TESTO –
Così Barzan diventa l’“avvocato fantasma”: millanta, intreccia truffe, promette Eldorado a Dubai—anzi, a chiunque capiti a tiro—e tradisce pure gli amici, stando ai racconti. Ma più delle accuse colpisce l’effetto domino: ogni testimonianza soffia sul fuoco del sospetto, ogni documento non mostrato piazza una condanna silenziosa. Dentro questo teatro il diritto scivola a nota a piè di pagina. Barzan, investito dai riflettori, prova a ribattere: «Oh, non mi sono mai spacciato per avvocato», scaricando tutto sul suo social media manager. Però, diciamocelo, in TV le smentite contano poco: pesa ciò che la gente ha già deciso di credere — e soprattutto ciò che le telecamere hanno scelto di mettere in scena.
La giustizia tra due sentenze (e una miriade di post sui social). Facciamo due conti, nel 2013 lui incassa una condanna per truffa — assegno scoperto, sei mesi sospesi, fine. Salto in avanti al 2023: assoluzione piena, “il fatto non sussiste”. Due verdetti che si guardano storto nello stesso faldone, ma i dettagli restano sigillati in qualche archivio. E intanto, là fuori, il tribunale dei social media scolpisce la propria sentenza a colpi di meme e indignazione lampo.
E quei quarantamila euro spediti — dicono — verso Dubai? La caparra per un locale che, non è mai comparso su un registro? Mail, contratti, firme? A dirla tutta, maneggiamo solo briciole d’informazione. Però basta un servizio montato a regola d’arte —taglio secco, la classica musica di suspense — ed ecco la sentenza lampo, con il pubblico sul divano che applaude manco fosse la finale di un talent.
La tv d’inchiesta come bisturi (ma anche come accendino). C’è chi difende Le Iene: senza il loro lavoro, molte verità resterebbero sepolte. Ma c’è anche chi parla di “giustizia spettacolo”, dove la suggestione vale più della prova e l’effetto virale più della querela. La verità processuale ha i suoi tempi; la televisione, i suoi tagli di montaggio.

MATERIALE FORNITO –

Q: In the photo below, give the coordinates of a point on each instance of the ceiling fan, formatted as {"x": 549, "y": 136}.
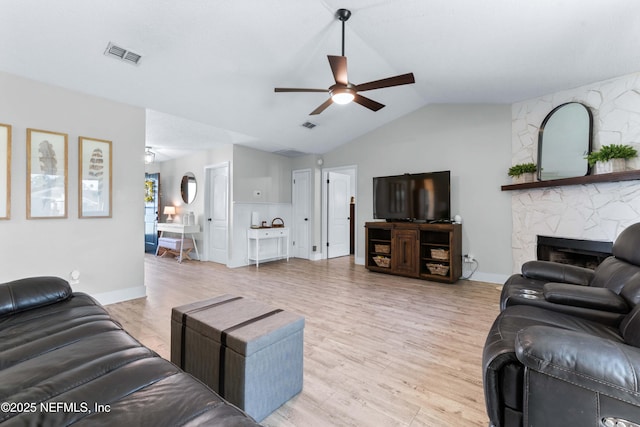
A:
{"x": 343, "y": 92}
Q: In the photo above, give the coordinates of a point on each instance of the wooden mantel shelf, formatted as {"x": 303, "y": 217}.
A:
{"x": 588, "y": 179}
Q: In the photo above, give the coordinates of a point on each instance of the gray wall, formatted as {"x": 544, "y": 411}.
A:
{"x": 473, "y": 142}
{"x": 108, "y": 252}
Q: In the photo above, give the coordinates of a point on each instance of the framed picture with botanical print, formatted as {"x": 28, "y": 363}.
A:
{"x": 94, "y": 178}
{"x": 46, "y": 174}
{"x": 5, "y": 171}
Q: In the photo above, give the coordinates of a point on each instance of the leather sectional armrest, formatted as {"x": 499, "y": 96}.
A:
{"x": 600, "y": 364}
{"x": 585, "y": 296}
{"x": 556, "y": 272}
{"x": 24, "y": 294}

DA FARE –
1 - Per ciascuna affermazione indica se concorda con il testo su Barzan, rispondendo sì o no e citando le parole decisive: (a) nel 2013 Barzan riceve una condanna per truffa; (b) nel 2023 Barzan viene condannato una seconda volta; (c) Barzan attribuisce la responsabilità al suo social media manager.
2 - Scrivi il seguito del testo su Barzan e la tv d'inchiesta, partendo dopo la sua ultima frase.
Le righe non hanno alcun legame con il testo.

RISULTATI DELL'ESERCIZIO –
1 -
(a) Sì: «nel 2013 lui incassa una condanna per truffa»
(b) No: «Salto in avanti al 2023: assoluzione piena, “il fatto non sussiste”»
(c) Sì: «scaricando tutto sul suo social media manager»

2 -
Barzan non è solo al centro di una denuncia: è al centro di una tensione culturale. Il pubblico pretende giustizia veloce, emotiva, a portata di click. Ma il diritto ha bisogno di prove, tempi, contraddittorio. Quando questi due universi si scontrano, qualcosa si spezza.
L’eco digitale e il silenzio dei tribunali. Il giorno dopo la messa in onda, il nome di Barzan invade X e Facebook. C’è chi lo sbeffeggia con toghe di cartone, chi lo difende: “Questa è una gogna”. Ma nessuna piattaforma è in grado di quantificare quanta indignazione sia autentica e quanta sia un effetto a catena. La tv fornisce il frame, i social media la cassa di risonanza. In mezzo, c’è la persona. E qui sta il punto. Un individuo può essere colpevole, innocente, ambiguo, fragile, scorretto… Ma la sua dignità dovrebbe restare intatta fino a sentenza definitiva. E invece Barzan è già diventato una maschera: quella del “cattivo della settimana”. Uno spazio stretto, tra hashtag e citazioni legali.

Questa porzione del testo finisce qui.